▶ [YOUR OBJECTIVE]
From the line with "Each instance of the sign" down to the final line of the material below, quote every line exactly and leave out all lines before it.
+ + + + + + +
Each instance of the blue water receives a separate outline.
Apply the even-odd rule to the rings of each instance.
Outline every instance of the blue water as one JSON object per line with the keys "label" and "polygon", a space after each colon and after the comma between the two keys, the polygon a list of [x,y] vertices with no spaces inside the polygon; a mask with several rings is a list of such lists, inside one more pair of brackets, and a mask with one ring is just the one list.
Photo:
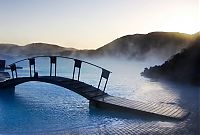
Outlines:
{"label": "blue water", "polygon": [[[158,60],[124,61],[112,59],[88,60],[113,73],[106,92],[128,99],[175,104],[192,111],[182,122],[124,114],[89,106],[84,97],[52,84],[28,82],[18,85],[14,95],[0,95],[0,134],[68,133],[87,129],[118,129],[119,127],[149,127],[151,132],[170,129],[193,134],[193,125],[199,110],[199,88],[169,82],[150,80],[140,76],[145,67],[161,63]],[[29,67],[18,70],[19,76],[28,76]],[[61,67],[62,66],[62,67]],[[58,75],[72,77],[73,61],[58,60]],[[49,75],[49,59],[36,61],[39,75]],[[82,65],[81,81],[97,86],[101,70]],[[197,111],[193,111],[196,109]],[[196,121],[198,123],[198,121]],[[181,126],[180,126],[181,125]],[[155,128],[156,127],[156,128]],[[183,127],[187,128],[184,129]],[[187,132],[186,132],[187,131]]]}

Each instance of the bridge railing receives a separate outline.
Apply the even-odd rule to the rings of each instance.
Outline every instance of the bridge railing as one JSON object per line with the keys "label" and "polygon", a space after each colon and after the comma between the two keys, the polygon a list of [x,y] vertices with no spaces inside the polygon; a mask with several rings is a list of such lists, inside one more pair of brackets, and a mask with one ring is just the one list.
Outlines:
{"label": "bridge railing", "polygon": [[[92,63],[84,61],[84,60],[75,59],[75,58],[71,58],[71,57],[65,57],[65,56],[35,56],[35,57],[22,59],[15,63],[12,63],[9,65],[11,74],[12,74],[12,79],[18,78],[18,72],[17,72],[18,69],[17,69],[16,65],[20,62],[26,62],[26,61],[28,62],[28,65],[29,65],[29,77],[38,77],[38,72],[36,71],[36,59],[38,59],[38,58],[49,58],[49,64],[50,64],[49,76],[55,76],[55,77],[57,76],[57,58],[73,60],[74,64],[73,64],[72,79],[75,80],[76,69],[78,69],[78,76],[77,76],[78,81],[80,81],[82,63],[99,68],[99,69],[101,69],[101,76],[100,76],[97,88],[98,89],[100,88],[102,79],[104,78],[105,84],[103,87],[103,91],[105,91],[105,89],[106,89],[107,82],[108,82],[111,71],[106,70],[105,68],[102,68],[100,66],[97,66],[95,64],[92,64]],[[53,69],[54,69],[54,71],[53,71]]]}

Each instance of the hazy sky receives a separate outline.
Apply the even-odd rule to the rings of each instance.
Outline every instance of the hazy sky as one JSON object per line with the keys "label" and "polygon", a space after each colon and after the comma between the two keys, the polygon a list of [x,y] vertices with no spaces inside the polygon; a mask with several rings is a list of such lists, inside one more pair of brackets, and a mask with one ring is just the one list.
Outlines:
{"label": "hazy sky", "polygon": [[200,0],[0,0],[0,43],[98,48],[124,35],[200,31]]}

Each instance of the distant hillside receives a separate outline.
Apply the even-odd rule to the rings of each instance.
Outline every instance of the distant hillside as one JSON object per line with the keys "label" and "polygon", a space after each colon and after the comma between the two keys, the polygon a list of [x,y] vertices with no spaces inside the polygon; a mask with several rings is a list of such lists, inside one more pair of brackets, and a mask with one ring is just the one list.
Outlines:
{"label": "distant hillside", "polygon": [[196,40],[189,48],[174,55],[160,66],[146,68],[142,75],[200,84],[200,33],[195,36]]}
{"label": "distant hillside", "polygon": [[97,49],[100,55],[143,59],[149,56],[169,58],[187,47],[193,36],[182,33],[153,32],[127,35]]}
{"label": "distant hillside", "polygon": [[174,32],[152,32],[127,35],[118,38],[96,50],[76,50],[58,45],[32,43],[26,46],[0,44],[0,54],[12,56],[65,55],[75,57],[125,57],[144,59],[159,57],[168,59],[181,49],[188,47],[193,35]]}

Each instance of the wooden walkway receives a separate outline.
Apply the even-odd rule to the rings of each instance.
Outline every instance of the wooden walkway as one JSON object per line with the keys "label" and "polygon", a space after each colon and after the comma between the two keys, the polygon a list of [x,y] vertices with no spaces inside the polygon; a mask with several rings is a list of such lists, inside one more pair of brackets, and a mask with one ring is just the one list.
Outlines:
{"label": "wooden walkway", "polygon": [[[42,56],[42,57],[46,57],[46,56]],[[129,99],[125,99],[125,98],[114,97],[114,96],[111,96],[111,95],[105,93],[105,88],[107,85],[108,77],[111,72],[108,70],[105,70],[104,68],[96,66],[94,64],[91,64],[89,62],[64,57],[67,59],[74,60],[74,70],[73,70],[73,75],[72,75],[73,77],[72,77],[72,79],[69,79],[69,78],[65,78],[65,77],[56,76],[57,57],[58,56],[50,56],[50,76],[39,76],[38,75],[38,72],[36,72],[36,68],[35,68],[35,58],[37,58],[37,57],[21,60],[21,61],[29,62],[30,77],[18,77],[16,63],[19,63],[21,61],[11,64],[10,65],[10,69],[11,69],[11,73],[12,73],[11,79],[9,79],[8,73],[5,73],[5,72],[0,73],[0,78],[3,78],[0,80],[0,90],[1,91],[7,90],[5,88],[15,87],[16,85],[22,84],[25,82],[39,81],[39,82],[55,84],[55,85],[64,87],[66,89],[69,89],[71,91],[74,91],[75,93],[87,98],[90,101],[90,103],[96,107],[110,108],[110,109],[114,109],[114,110],[127,111],[130,113],[138,113],[138,114],[145,114],[145,115],[148,114],[148,115],[154,115],[154,116],[174,118],[174,119],[179,119],[179,120],[185,118],[189,114],[189,112],[187,110],[182,109],[178,106],[139,102],[139,101],[129,100]],[[102,74],[100,76],[99,84],[97,87],[86,84],[79,80],[81,63],[83,63],[83,62],[102,69]],[[53,75],[53,70],[52,70],[53,65],[55,66],[54,75]],[[79,69],[77,80],[75,80],[75,69],[76,68]],[[33,72],[34,76],[32,75],[32,72]],[[15,75],[14,75],[14,73],[15,73]],[[4,77],[6,79],[4,79]],[[102,79],[106,79],[106,83],[104,85],[104,89],[100,90],[99,86],[101,84]]]}

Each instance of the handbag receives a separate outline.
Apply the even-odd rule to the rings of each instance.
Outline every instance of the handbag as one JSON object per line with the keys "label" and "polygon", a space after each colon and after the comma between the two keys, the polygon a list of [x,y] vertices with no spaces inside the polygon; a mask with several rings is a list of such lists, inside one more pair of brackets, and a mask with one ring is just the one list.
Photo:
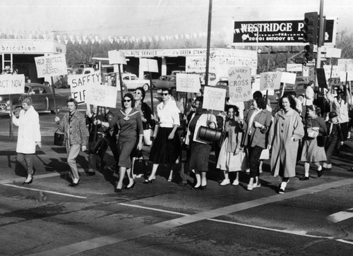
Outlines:
{"label": "handbag", "polygon": [[62,146],[64,140],[64,133],[58,133],[59,128],[54,133],[54,145],[56,146]]}
{"label": "handbag", "polygon": [[317,141],[318,141],[318,147],[323,147],[326,145],[326,142],[328,140],[328,136],[318,136],[317,138]]}
{"label": "handbag", "polygon": [[145,174],[147,171],[147,163],[143,157],[143,154],[142,157],[135,159],[133,161],[133,173],[134,174]]}
{"label": "handbag", "polygon": [[306,130],[306,133],[308,134],[308,138],[310,138],[311,139],[313,139],[318,135],[318,130],[313,129],[311,128],[309,128]]}
{"label": "handbag", "polygon": [[[213,123],[217,127],[217,124],[215,122]],[[218,143],[221,140],[222,134],[221,130],[201,126],[198,129],[197,138],[198,140],[205,140],[213,143]]]}

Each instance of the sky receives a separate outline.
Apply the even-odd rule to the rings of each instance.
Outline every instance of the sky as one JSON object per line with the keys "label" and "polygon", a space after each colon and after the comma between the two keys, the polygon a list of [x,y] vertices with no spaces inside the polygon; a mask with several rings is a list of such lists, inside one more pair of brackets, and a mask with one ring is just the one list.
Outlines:
{"label": "sky", "polygon": [[[353,30],[353,1],[324,0],[337,31]],[[302,20],[320,0],[213,0],[212,30],[232,33],[233,21]],[[0,0],[0,30],[76,35],[153,36],[207,32],[208,0]],[[352,32],[352,31],[350,31]]]}

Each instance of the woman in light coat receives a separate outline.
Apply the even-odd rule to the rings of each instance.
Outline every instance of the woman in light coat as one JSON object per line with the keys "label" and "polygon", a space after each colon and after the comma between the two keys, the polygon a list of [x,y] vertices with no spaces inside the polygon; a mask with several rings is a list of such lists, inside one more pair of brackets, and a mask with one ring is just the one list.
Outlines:
{"label": "woman in light coat", "polygon": [[268,135],[269,147],[272,149],[271,174],[282,177],[278,193],[283,194],[289,181],[295,176],[295,166],[299,140],[304,135],[301,117],[294,110],[296,102],[290,95],[280,101],[280,110],[275,115]]}
{"label": "woman in light coat", "polygon": [[38,113],[32,106],[32,98],[29,95],[20,97],[22,109],[16,118],[12,112],[13,123],[18,126],[17,140],[17,161],[27,170],[27,179],[23,184],[30,184],[33,181],[33,154],[37,145],[42,147],[40,118]]}

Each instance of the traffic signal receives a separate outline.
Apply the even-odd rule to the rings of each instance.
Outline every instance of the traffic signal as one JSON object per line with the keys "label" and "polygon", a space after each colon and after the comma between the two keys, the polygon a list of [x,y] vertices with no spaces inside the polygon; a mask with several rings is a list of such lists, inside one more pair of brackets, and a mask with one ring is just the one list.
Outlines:
{"label": "traffic signal", "polygon": [[305,59],[306,59],[306,61],[311,61],[313,60],[313,44],[310,44],[308,45],[306,45],[304,47],[304,51],[305,51]]}
{"label": "traffic signal", "polygon": [[303,32],[303,42],[316,44],[318,43],[318,14],[314,11],[312,13],[305,13],[304,20],[303,20],[304,26],[301,31]]}

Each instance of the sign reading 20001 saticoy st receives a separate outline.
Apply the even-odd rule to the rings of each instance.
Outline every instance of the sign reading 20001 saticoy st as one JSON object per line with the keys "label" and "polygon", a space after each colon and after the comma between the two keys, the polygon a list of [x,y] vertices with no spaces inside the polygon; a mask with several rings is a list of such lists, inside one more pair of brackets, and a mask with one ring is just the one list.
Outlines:
{"label": "sign reading 20001 saticoy st", "polygon": [[[325,45],[335,45],[337,20],[327,19]],[[303,20],[234,21],[233,44],[304,45]]]}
+ + + + + + +
▶ [FINAL RESULT]
Each instance of the sign reading 20001 saticoy st receives a separate outline.
Apply the even-odd rule to the rings of each instance.
Outline every instance of the sign reading 20001 saticoy st as one JSON object per line with the keys "label" and "polygon", a space after each colon and after the comma between the two keys, the polygon a list of [x,y] vertices with no spaces inside the polygon; a mask with several rings is a list of such lists, inside one more pair of brackets, and a mask with one ring is just the one list.
Outlines:
{"label": "sign reading 20001 saticoy st", "polygon": [[[325,45],[335,45],[337,20],[327,19]],[[303,20],[234,21],[233,44],[304,45]]]}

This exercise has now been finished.